Tâche
Recopiez le passage de l'extrait qui commence aux mots « Les questions soulevées » et se termine après « la procédure régulière. », en substituant « juge » à « tribunal ».

Tariq Ramadan va-t-il bénéficier d’un procès équitable en France?

Depuis le 2 février, Tariq Ramadan, l’un des intellectuels musulmans les plus influents d’Europe, est placé en détention provisoire et en isolement à la prison de Fleury-Mérogis, en France, suite aux accusations de viols de deux femmes qu’il nie totalement.

Les questions soulevées ici ne concernent en rien la culpabilité présumée ou l’innocence présumée de Ramadan. Ce sont des accusations sérieuses et Ramadan devra y faire face devant le tribunal. Ceux qui prétendent le contraire, de chaque côté de cette affaire suralimentée, ne peuvent le faire que par mauvaise foi, préjugés ou hypocrisie.
Cela dit, le traitement par le système judiciaire français des conditions préalables au procès a été entaché de controverses, d’allégations de déni de justice et de violation de la procédure régulière.
Le degré de déviation du système par rapport à la pratique normale a choqué même les détracteurs de Ramadan, comme l’avocat français Régis de Castelnau, qui a qualifié le déni de procédure régulière de «grave et constante».

Problèmes juridiques

Le premier problème résidait dans le refus d’accorder une caution et la décision de placer Ramadan en détention. La demande de remise en liberté sous caution de Ramadan n’a jamais été considérée. L’incarcération est généralement une mesure de dernier recours lorsque d’autres options telles que l’assignation à résidence, le bracelet électronique ou le signalement à un poste de police ne sont pas réalisables ou réalistes.
Les juges ont fait valoir que s’il était libre, Ramadan ferait pression sur ses accusatrices pour qu’elles abandonnent leurs accusations. Ceci est absurde. Il faudrait être un abruti fini pour tenter une telle chose, sachant comment une telle ligne de conduite pourrait être utilisée contre lui.

Jeu de données
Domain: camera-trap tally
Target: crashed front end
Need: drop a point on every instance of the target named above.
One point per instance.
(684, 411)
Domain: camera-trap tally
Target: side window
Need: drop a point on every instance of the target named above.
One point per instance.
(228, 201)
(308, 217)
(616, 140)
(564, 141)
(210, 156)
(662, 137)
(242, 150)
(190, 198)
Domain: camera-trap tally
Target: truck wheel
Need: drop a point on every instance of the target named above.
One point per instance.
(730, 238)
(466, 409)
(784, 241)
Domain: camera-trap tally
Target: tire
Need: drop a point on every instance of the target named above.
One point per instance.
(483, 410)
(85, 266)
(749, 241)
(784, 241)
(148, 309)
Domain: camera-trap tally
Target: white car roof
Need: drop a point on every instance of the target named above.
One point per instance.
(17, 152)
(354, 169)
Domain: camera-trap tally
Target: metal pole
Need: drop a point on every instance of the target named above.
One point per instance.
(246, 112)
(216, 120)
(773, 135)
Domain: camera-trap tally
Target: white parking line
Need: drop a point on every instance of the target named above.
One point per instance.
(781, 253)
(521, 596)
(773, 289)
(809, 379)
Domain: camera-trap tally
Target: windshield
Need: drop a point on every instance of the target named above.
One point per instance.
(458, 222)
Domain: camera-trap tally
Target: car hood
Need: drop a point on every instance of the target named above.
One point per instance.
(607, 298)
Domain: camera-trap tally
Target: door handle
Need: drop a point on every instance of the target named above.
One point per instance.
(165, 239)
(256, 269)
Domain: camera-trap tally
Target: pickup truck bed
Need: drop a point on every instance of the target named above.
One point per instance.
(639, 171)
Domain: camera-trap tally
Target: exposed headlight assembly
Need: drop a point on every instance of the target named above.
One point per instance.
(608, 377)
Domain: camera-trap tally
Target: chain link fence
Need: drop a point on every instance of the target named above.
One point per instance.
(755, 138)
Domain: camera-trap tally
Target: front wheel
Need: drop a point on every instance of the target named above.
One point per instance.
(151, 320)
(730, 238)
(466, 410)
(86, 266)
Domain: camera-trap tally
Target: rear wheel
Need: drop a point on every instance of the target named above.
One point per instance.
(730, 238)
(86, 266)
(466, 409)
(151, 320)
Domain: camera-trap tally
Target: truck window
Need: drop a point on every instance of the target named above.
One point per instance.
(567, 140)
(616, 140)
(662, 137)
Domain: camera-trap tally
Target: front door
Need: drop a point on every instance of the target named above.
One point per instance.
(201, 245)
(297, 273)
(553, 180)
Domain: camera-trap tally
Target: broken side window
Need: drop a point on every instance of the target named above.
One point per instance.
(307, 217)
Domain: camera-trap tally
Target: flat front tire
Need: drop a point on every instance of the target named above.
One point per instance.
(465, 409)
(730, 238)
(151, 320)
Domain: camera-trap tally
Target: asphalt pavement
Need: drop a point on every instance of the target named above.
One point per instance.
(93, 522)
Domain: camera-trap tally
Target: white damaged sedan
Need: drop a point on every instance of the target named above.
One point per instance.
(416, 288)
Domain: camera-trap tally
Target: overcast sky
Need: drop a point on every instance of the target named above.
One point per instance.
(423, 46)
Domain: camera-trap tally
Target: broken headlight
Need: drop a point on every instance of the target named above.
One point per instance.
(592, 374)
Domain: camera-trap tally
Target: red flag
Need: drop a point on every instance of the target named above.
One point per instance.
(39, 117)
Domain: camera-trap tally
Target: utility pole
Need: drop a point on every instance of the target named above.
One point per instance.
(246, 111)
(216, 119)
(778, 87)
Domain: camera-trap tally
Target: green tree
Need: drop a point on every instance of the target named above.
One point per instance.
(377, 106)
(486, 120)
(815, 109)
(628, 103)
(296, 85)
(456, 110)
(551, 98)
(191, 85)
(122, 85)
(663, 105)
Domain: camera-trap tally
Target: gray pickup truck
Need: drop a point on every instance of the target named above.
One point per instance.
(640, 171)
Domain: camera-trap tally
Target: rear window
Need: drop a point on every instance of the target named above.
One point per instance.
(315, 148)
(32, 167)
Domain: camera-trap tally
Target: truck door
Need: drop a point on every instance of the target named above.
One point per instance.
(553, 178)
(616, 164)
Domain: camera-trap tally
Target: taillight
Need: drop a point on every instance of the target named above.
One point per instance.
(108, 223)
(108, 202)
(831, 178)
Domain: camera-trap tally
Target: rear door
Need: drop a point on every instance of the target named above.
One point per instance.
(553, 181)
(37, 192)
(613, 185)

Problème résolu
Les questions soulevées ici ne concernent en rien la culpabilité présumée ou l’innocence présumée de Ramadan. Ce sont des accusations sérieuses et Ramadan devra y faire face devant le juge. Ceux qui prétendent le contraire, de chaque côté de cette affaire suralimentée, ne peuvent le faire que par mauvaise foi, préjugés ou hypocrisie.
Cela dit, le traitement par le système judiciaire français des conditions préalables au procès a été entaché de controverses, d’allégations de déni de justice et de violation de la procédure régulière.